====== Records ======
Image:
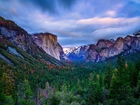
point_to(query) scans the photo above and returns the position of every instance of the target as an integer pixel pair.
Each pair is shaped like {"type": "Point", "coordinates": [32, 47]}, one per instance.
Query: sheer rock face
{"type": "Point", "coordinates": [105, 48]}
{"type": "Point", "coordinates": [11, 31]}
{"type": "Point", "coordinates": [48, 42]}
{"type": "Point", "coordinates": [31, 44]}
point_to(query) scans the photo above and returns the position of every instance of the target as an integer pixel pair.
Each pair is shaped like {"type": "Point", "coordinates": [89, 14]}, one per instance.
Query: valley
{"type": "Point", "coordinates": [34, 70]}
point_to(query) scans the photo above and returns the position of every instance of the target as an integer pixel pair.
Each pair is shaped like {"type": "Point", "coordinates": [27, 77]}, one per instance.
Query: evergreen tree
{"type": "Point", "coordinates": [25, 94]}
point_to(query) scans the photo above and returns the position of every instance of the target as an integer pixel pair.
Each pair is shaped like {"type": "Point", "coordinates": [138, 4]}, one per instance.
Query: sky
{"type": "Point", "coordinates": [75, 22]}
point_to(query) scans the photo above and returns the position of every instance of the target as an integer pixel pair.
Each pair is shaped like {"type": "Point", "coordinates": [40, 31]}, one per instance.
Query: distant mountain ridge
{"type": "Point", "coordinates": [9, 30]}
{"type": "Point", "coordinates": [104, 49]}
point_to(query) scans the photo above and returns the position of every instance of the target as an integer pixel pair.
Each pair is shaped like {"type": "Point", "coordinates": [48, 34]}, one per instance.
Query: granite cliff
{"type": "Point", "coordinates": [33, 44]}
{"type": "Point", "coordinates": [48, 42]}
{"type": "Point", "coordinates": [104, 49]}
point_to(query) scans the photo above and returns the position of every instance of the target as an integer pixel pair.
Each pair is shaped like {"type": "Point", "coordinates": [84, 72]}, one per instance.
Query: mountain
{"type": "Point", "coordinates": [77, 53]}
{"type": "Point", "coordinates": [48, 42]}
{"type": "Point", "coordinates": [14, 37]}
{"type": "Point", "coordinates": [104, 49]}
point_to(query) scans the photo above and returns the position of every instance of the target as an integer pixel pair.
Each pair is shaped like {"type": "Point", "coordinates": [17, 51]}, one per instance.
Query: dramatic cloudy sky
{"type": "Point", "coordinates": [75, 22]}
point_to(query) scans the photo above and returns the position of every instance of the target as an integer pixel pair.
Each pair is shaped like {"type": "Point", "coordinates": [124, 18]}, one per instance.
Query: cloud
{"type": "Point", "coordinates": [111, 13]}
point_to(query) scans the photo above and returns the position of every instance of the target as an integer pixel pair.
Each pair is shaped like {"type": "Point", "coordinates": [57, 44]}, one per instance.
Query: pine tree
{"type": "Point", "coordinates": [25, 94]}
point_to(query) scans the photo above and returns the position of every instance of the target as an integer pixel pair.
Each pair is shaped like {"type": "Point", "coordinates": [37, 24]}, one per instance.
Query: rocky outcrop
{"type": "Point", "coordinates": [106, 48]}
{"type": "Point", "coordinates": [48, 42]}
{"type": "Point", "coordinates": [12, 32]}
{"type": "Point", "coordinates": [77, 54]}
{"type": "Point", "coordinates": [40, 45]}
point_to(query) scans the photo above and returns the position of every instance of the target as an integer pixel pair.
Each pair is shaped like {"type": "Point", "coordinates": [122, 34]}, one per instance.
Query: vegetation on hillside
{"type": "Point", "coordinates": [33, 81]}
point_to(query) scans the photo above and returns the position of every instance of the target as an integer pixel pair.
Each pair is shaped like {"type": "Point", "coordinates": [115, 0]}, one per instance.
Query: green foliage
{"type": "Point", "coordinates": [33, 81]}
{"type": "Point", "coordinates": [25, 94]}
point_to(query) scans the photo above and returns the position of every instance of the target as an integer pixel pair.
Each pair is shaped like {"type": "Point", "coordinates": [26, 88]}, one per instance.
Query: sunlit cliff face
{"type": "Point", "coordinates": [49, 44]}
{"type": "Point", "coordinates": [75, 22]}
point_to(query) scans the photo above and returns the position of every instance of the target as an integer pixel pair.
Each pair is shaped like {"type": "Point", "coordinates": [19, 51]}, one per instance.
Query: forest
{"type": "Point", "coordinates": [103, 83]}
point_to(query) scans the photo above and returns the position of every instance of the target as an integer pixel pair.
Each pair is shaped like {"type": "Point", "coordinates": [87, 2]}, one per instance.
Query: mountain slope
{"type": "Point", "coordinates": [105, 49]}
{"type": "Point", "coordinates": [48, 42]}
{"type": "Point", "coordinates": [13, 35]}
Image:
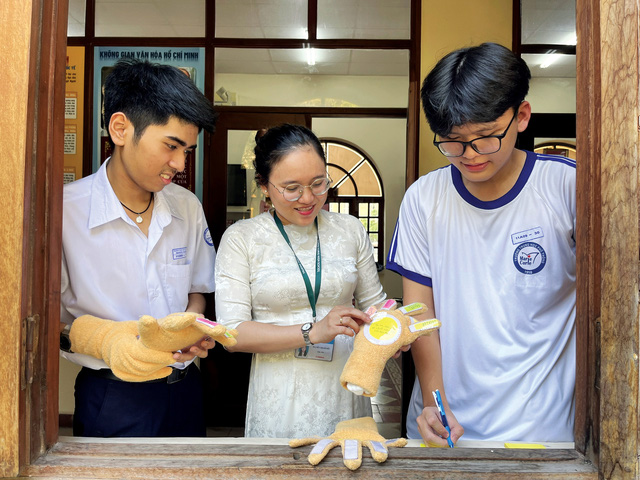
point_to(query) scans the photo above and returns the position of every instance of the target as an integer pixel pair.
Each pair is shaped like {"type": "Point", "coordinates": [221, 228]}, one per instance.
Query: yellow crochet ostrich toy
{"type": "Point", "coordinates": [142, 350]}
{"type": "Point", "coordinates": [390, 329]}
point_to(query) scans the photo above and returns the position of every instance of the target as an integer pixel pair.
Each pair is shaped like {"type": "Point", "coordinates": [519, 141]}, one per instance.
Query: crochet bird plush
{"type": "Point", "coordinates": [142, 350]}
{"type": "Point", "coordinates": [391, 328]}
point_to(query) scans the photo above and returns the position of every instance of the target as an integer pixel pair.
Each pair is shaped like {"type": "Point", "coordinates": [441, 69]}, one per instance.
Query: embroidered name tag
{"type": "Point", "coordinates": [526, 235]}
{"type": "Point", "coordinates": [179, 253]}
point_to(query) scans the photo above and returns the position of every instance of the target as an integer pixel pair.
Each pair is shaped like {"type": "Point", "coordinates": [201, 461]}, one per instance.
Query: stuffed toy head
{"type": "Point", "coordinates": [139, 351]}
{"type": "Point", "coordinates": [181, 330]}
{"type": "Point", "coordinates": [351, 435]}
{"type": "Point", "coordinates": [391, 328]}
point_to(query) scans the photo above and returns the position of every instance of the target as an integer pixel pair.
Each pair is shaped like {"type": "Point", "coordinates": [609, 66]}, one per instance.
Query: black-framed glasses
{"type": "Point", "coordinates": [294, 191]}
{"type": "Point", "coordinates": [482, 145]}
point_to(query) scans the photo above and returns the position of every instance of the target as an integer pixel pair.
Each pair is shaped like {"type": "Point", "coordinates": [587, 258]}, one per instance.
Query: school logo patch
{"type": "Point", "coordinates": [529, 258]}
{"type": "Point", "coordinates": [207, 237]}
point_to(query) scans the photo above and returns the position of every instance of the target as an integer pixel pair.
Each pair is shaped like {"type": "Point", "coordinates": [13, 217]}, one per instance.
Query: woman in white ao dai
{"type": "Point", "coordinates": [260, 291]}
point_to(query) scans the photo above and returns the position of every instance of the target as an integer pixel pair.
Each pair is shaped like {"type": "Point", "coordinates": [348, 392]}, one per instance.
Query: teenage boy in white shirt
{"type": "Point", "coordinates": [134, 243]}
{"type": "Point", "coordinates": [488, 243]}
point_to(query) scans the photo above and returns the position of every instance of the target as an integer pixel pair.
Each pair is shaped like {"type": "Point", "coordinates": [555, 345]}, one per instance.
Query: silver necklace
{"type": "Point", "coordinates": [139, 217]}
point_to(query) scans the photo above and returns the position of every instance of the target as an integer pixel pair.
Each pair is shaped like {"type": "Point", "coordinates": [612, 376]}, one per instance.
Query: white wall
{"type": "Point", "coordinates": [316, 90]}
{"type": "Point", "coordinates": [552, 95]}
======
▸ Instructions to follow: Set the entries down again exactly. Do not include the images.

▸ Written response:
Image:
point_to(query) scans the photo above and returns the position of every instance of the target as an integer pixel pair.
Each pair is shaped like {"type": "Point", "coordinates": [32, 47]}, one per instance.
Query: sheer rock face
{"type": "Point", "coordinates": [105, 48]}
{"type": "Point", "coordinates": [11, 31]}
{"type": "Point", "coordinates": [48, 42]}
{"type": "Point", "coordinates": [31, 44]}
point_to(query) scans the photo above and returns the position of every instance of the target as an integer pixel pair.
Each pair is shaped like {"type": "Point", "coordinates": [89, 14]}, one per instance.
Query: valley
{"type": "Point", "coordinates": [34, 70]}
point_to(query) scans the photo above and returns the position of every instance of the target as an integer pixel pair.
Each pair is shaped like {"type": "Point", "coordinates": [27, 77]}, one per instance.
Query: evergreen tree
{"type": "Point", "coordinates": [25, 94]}
point_to(query) scans the photo above and returns the position of every instance of the target as an integer pixel pair.
Each pair is shaped like {"type": "Point", "coordinates": [138, 4]}, one per instance.
Query: sky
{"type": "Point", "coordinates": [75, 22]}
point_to(query) scans the photo above and returns the position of every instance of the target as an integer pixel pair.
Each pair is shaped like {"type": "Point", "coordinates": [40, 31]}, one per instance.
Query: distant mountain ridge
{"type": "Point", "coordinates": [9, 30]}
{"type": "Point", "coordinates": [104, 49]}
point_to(query) scans the photo above and returns the position of every instance of the target as an integer pixel pair.
Each pair is shaped like {"type": "Point", "coordinates": [48, 34]}, one per instance.
Query: granite cliff
{"type": "Point", "coordinates": [33, 44]}
{"type": "Point", "coordinates": [48, 42]}
{"type": "Point", "coordinates": [104, 49]}
point_to(query) scans the photo above and returns the position of every instance of the target as an integer pixel pair.
Each pair is shaped like {"type": "Point", "coordinates": [84, 72]}, one per instance.
Query: mountain
{"type": "Point", "coordinates": [77, 53]}
{"type": "Point", "coordinates": [48, 42]}
{"type": "Point", "coordinates": [14, 37]}
{"type": "Point", "coordinates": [104, 49]}
point_to(query) scans the photo above and returns the position of every instance of the target as an integer pixel pair.
Each pair is shaped like {"type": "Point", "coordinates": [17, 51]}, one per instance.
Query: dramatic cloudy sky
{"type": "Point", "coordinates": [75, 22]}
point_to(query) scans the photo above and returns the position of every instance of the target as an integer pixel pair.
Each pair is shaped like {"type": "Point", "coordinates": [124, 18]}, one per instance.
Query: cloud
{"type": "Point", "coordinates": [111, 13]}
point_to(query) scans the photo above and returns the position of every instance of the target as an integer pixel pair.
Each pair is shaped like {"type": "Point", "coordinates": [57, 44]}, one per instance.
Query: pine tree
{"type": "Point", "coordinates": [25, 94]}
point_to(query) scans the photo above and returns the position of every instance of the target as an integer pixel pair.
Each pair is shaped like {"type": "Point", "coordinates": [37, 24]}, one per instance.
Query: rocky outcrop
{"type": "Point", "coordinates": [106, 48]}
{"type": "Point", "coordinates": [48, 42]}
{"type": "Point", "coordinates": [12, 32]}
{"type": "Point", "coordinates": [77, 54]}
{"type": "Point", "coordinates": [40, 45]}
point_to(query) scans the photo above and returns the position of every instance of the target as an integer pixel pair.
Each pair is shaped like {"type": "Point", "coordinates": [122, 34]}, one per instance.
Query: vegetation on hillside
{"type": "Point", "coordinates": [33, 81]}
point_to(query) scans the photo above and returns the position of every instance of the target as an integer pixel pair.
Each pair is shaped like {"type": "Point", "coordinates": [115, 0]}, one per instance.
Query: green foliage
{"type": "Point", "coordinates": [33, 81]}
{"type": "Point", "coordinates": [25, 94]}
point_to(query) scans the photo above and returns the position of every instance of the target as an integer pixel pair.
Each pair is shaped like {"type": "Point", "coordinates": [26, 88]}, one per instance.
Query: sunlit cliff face
{"type": "Point", "coordinates": [49, 44]}
{"type": "Point", "coordinates": [75, 22]}
point_to(query) scans the photo above and returns the position of every instance of the target as an integer pixel pair.
Each pair is shaped like {"type": "Point", "coordinates": [19, 51]}, one per instance.
Query: forest
{"type": "Point", "coordinates": [103, 83]}
point_to(query) scans the photo above and returns the position of every instance of the target as an integer pixel pair.
Each pair is shaped like {"type": "Point", "coordinates": [87, 2]}, one per instance.
Query: mountain slope
{"type": "Point", "coordinates": [105, 49]}
{"type": "Point", "coordinates": [48, 42]}
{"type": "Point", "coordinates": [13, 35]}
Image:
point_to(query) scans the photo above and returns the position of every instance of the target as an integer pixel pair.
Each pair is shaped like {"type": "Point", "coordinates": [221, 228]}, one per instance.
Query: yellow crochet ostrich toy
{"type": "Point", "coordinates": [142, 350]}
{"type": "Point", "coordinates": [390, 329]}
point_to(query) scans the photo above and returns the position of every instance of the target as an integer pixel pair.
Each pair is shaped like {"type": "Point", "coordinates": [519, 141]}, one per instance.
Query: crochet bird plush
{"type": "Point", "coordinates": [142, 350]}
{"type": "Point", "coordinates": [391, 328]}
point_to(query) scans the photo above and returns the position of every instance of the target as an integer pixel pair.
Each pair is shaped like {"type": "Point", "coordinates": [441, 69]}, one per instance.
Query: embroidered name tag
{"type": "Point", "coordinates": [526, 235]}
{"type": "Point", "coordinates": [179, 253]}
point_to(query) scans the photo above and returns the position of every instance of the target as an integer pixel pair.
Each pair is shaped like {"type": "Point", "coordinates": [201, 461]}, one per instance.
Query: stuffed toy head
{"type": "Point", "coordinates": [139, 351]}
{"type": "Point", "coordinates": [181, 330]}
{"type": "Point", "coordinates": [351, 435]}
{"type": "Point", "coordinates": [391, 328]}
point_to(query) scans the photo above and returns the position of every instance of the target as an integer pixel pair.
Each pair is shaped like {"type": "Point", "coordinates": [609, 66]}, one per instance.
Query: black-framed glasses
{"type": "Point", "coordinates": [294, 191]}
{"type": "Point", "coordinates": [482, 145]}
point_to(query) scans the photo above and returns the position of every instance of the target as an integer pixel pair.
Each pair is shaped like {"type": "Point", "coordinates": [587, 258]}, one per instance.
Query: school logo patch
{"type": "Point", "coordinates": [529, 258]}
{"type": "Point", "coordinates": [207, 237]}
point_to(query) scans the photo above and returns the position of every instance of the target as an integer pixel pair.
Each pair is shaped like {"type": "Point", "coordinates": [13, 217]}, one per instance.
Query: woman in white ao dai
{"type": "Point", "coordinates": [260, 291]}
point_to(query) scans the photo above and returns the position of every instance of the target as an integer pixel pair.
Each pair is shaped like {"type": "Point", "coordinates": [348, 392]}, one per instance.
Query: teenage boy in white shirt
{"type": "Point", "coordinates": [134, 243]}
{"type": "Point", "coordinates": [488, 243]}
point_to(query) scans the photo above and returns the position of every instance of the target as an integer pixel pair.
Each pair is shaped like {"type": "Point", "coordinates": [555, 345]}, one per instance.
Query: silver necklace
{"type": "Point", "coordinates": [139, 217]}
point_to(query) scans the photo above and returns the position of every instance of the target as an integer pixel pair.
Each pair is shaped like {"type": "Point", "coordinates": [612, 376]}, one per instance.
Query: white wall
{"type": "Point", "coordinates": [316, 90]}
{"type": "Point", "coordinates": [552, 95]}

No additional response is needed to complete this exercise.